[Object position labeling entries]
+===+

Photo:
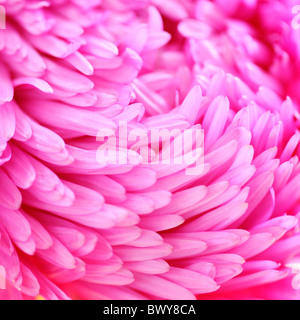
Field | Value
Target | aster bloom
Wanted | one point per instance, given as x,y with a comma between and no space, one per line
75,227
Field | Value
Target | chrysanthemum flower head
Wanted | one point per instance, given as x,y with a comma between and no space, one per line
77,224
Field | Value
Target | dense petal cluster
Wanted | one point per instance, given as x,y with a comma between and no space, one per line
72,227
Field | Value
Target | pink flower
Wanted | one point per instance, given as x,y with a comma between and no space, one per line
73,227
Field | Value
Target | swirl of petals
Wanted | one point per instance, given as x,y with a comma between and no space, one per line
73,227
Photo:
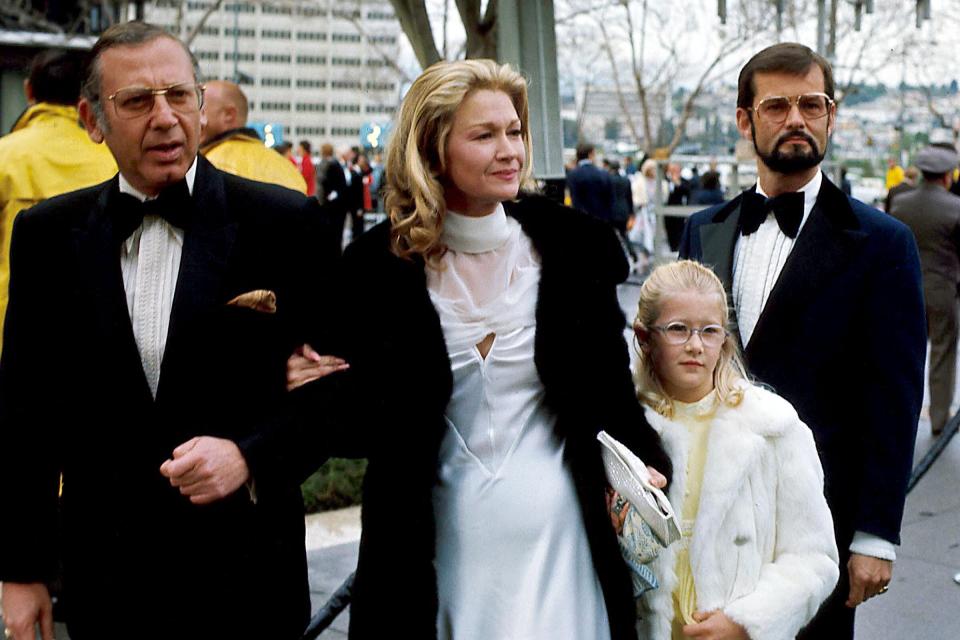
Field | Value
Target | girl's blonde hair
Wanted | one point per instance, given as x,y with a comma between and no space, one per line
666,280
416,158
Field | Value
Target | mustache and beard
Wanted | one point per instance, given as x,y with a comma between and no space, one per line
795,160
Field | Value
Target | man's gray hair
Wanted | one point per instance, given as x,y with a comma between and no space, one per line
124,34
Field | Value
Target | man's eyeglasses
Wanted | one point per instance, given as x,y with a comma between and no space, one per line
677,333
775,109
185,97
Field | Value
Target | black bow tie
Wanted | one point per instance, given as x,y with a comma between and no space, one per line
787,208
173,205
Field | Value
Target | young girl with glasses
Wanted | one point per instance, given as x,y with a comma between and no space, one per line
758,554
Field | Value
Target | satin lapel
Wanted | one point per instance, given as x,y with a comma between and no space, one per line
99,259
825,245
203,264
717,241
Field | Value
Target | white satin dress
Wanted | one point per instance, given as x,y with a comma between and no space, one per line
513,561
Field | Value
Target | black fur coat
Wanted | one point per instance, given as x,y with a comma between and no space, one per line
389,406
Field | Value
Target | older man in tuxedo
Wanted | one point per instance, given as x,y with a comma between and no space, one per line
149,322
829,307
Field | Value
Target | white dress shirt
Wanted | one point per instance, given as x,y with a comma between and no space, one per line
150,263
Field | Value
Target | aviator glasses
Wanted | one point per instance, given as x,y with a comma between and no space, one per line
183,97
677,333
775,109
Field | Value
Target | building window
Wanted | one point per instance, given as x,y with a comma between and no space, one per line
312,106
242,33
275,106
344,131
302,59
310,83
311,35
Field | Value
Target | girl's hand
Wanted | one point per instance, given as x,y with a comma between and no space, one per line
657,479
714,625
617,508
306,365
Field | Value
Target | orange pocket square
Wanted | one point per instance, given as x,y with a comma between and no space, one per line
262,300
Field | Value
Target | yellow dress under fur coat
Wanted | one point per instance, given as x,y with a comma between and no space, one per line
763,549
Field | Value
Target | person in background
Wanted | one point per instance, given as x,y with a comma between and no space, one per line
894,173
232,147
47,152
910,177
758,554
806,267
307,170
933,215
503,524
710,190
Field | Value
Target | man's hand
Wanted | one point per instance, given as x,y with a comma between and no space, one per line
206,469
306,365
868,575
26,605
714,625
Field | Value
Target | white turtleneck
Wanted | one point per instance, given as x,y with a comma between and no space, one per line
512,556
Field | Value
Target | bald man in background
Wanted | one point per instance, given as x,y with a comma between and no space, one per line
232,147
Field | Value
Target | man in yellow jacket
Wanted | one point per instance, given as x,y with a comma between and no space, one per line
235,149
47,152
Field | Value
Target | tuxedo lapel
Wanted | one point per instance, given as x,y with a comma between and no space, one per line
207,245
826,243
717,242
98,255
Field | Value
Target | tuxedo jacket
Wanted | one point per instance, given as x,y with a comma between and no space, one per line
842,337
75,406
397,389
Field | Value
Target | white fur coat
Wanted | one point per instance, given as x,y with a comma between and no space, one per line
763,549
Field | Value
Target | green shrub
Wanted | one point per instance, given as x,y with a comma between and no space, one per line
337,484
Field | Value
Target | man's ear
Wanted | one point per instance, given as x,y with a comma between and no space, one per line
743,124
89,119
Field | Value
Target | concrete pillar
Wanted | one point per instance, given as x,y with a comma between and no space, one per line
527,39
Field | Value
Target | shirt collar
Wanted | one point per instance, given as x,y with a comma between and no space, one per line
126,187
471,234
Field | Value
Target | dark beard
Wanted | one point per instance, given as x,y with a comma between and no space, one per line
794,163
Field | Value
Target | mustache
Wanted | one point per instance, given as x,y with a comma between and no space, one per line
797,134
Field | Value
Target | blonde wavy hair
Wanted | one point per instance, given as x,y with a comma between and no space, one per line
666,280
416,157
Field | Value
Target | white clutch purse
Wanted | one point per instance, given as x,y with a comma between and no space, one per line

+===+

▸ **Brief**
Set down the material exactly, every line of it, except for the pictures.

▸ **Output of the exercise**
Photo:
Field | Value
Target | aster bloom
Wanted | one point per instance, given as x,y with a comma between and no space, one per line
75,227
Field | Value
Target | chrysanthemum flower head
Wanted | one point per instance, given as x,y with a comma between and no space, one per line
77,224
Field | Value
Target | dense petal cluster
Wanted | one point per instance, given as x,y with a comma between and no space, one per line
72,227
Field | Value
Target | pink flower
Wanted | one point per instance, given as x,y with a comma between and no space, one per line
73,227
Field | Value
Target | swirl of petals
Wanted | one point per instance, given as x,y with a comma between and no space, one per line
73,227
Photo:
Field | Value
Target | girl's blonde hair
Wanted | one point per instance, given as x,y with a comma between and no space, one per line
666,280
416,158
Field | Value
Target | mustache and beard
Wanted | one point per instance, given as x,y with a comma between and no space, one per line
795,160
Field | Value
Target | man's gray hair
Wanted | one point per instance, given as x,y with a comma between and no space, one per line
124,34
Field | Value
Target | man's eyeglasses
Wanted | one point per instance, given as x,y with a comma between and no space, one per line
677,333
775,109
185,97
Field | Value
Target | black bow tie
Wanted | one point per instance, given as x,y with a comma between and no space, one per line
787,208
173,205
Field | Value
Target | young girl with glasses
Wanted | one point per instance, given as x,y with a comma between and no space, one per line
758,554
Field | Value
Target | satin lapel
Wanted | one point per instance, given as x,y with a comma between and no space, one per line
99,259
825,245
203,264
717,241
Field | Value
Target | white satin dress
Wanted | one point per instance, given as x,y with a comma between and no space, one per line
513,561
Field | Value
Target | black fur coat
Wanted | one point per instance, given as x,y with a comma between and no space, one per line
389,406
Field | Value
Target | older man in tuxedo
Wanted | one point per instance, given as x,y with a comma between and no space, one per line
149,322
829,307
Field | Value
Target | white dress shirt
Wanted | one point per instance, given as x,y with a comma between and no space, one per line
150,263
Field | Value
Target | aviator glasses
Wanted | one point per instance, given as x,y with a comma between and no space, one per line
183,97
677,333
775,109
Field | Value
Target | building window
Wanted | one point per instance, given as x,y with a comma between and no space, one per line
312,106
242,33
275,106
344,131
302,59
310,83
311,35
Field | Value
Target | girl's hand
Wanted | one point per instance, given as x,y with a comma between and no space, one per line
657,479
714,625
617,508
306,365
Field | Value
Target | orange pocket square
Wanted | one point per instance, given as x,y with a comma between and no space, one per line
262,300
Field | Value
Target | yellow dress under fur coat
Wanted | one point per instance, given as x,y with a comma between and no space, one per line
763,549
Field | Value
Target | person in background
Wanted | one point per instance, given as x,y with a comma between and no space, one per line
894,173
232,147
47,152
910,177
758,554
806,267
307,170
933,215
503,524
710,190
Field | Value
Target | man's hand
Wanted | one point per instance, given as x,y with a comma between and no space, one per line
206,469
306,365
868,575
26,605
714,625
Field | Value
Target | white turtleneck
Wanted | one point per instance, given as x,y with a comma between and no space, one per line
512,556
Field | Value
Target | bald man in background
Wanted | one point per instance, given as x,y with a comma between and no space, one per line
232,147
Field | Value
Target | man in yellow jacket
Wanted | one point per instance, given as x,y with a comma between and no space, one per line
235,149
47,152
Field | Value
Target | tuxedo lapel
Wanted | one point per instance, given as x,y with a comma between and no space, one per line
207,245
826,243
717,242
98,255
Field | Value
Target | tuxedo jacket
Wanted | one point per instance, given as x,y with a comma between and no space, one per line
842,337
75,406
397,389
Field | Value
Target | white fur coat
Wanted | one point per instance, given as x,y with a comma between and no space, one per line
763,549
Field | Value
Target | green shrub
Wanted | one point per instance, given as x,y with a comma between and no space, one per line
337,484
Field | Value
Target | man's ear
Wanted | one point per instance, given as x,y with a comma between and no space, one per line
743,124
89,119
Field | Value
Target | concrete pillar
Wanted | one point per instance, given as x,y with a comma between and no space, one per line
527,39
Field | Value
Target | shirt collar
Wanted | one point per instance, given as x,y with a comma between and no space, one per line
126,187
471,234
Field | Value
Target | dark beard
Wanted | one point per instance, given as x,y with a comma between and no space, one per line
794,163
Field | Value
Target | mustache
Wanted | one point per instance, given as x,y with a comma between and no space, one per line
797,134
Field | Value
Target | blonde wavy hair
Wanted | one point per instance, given as x,y with a comma between and no space, one per line
666,280
416,157
Field | Value
Target | white clutch purse
Wanted | one point per instance, given as x,y with a comma between and no space, one per line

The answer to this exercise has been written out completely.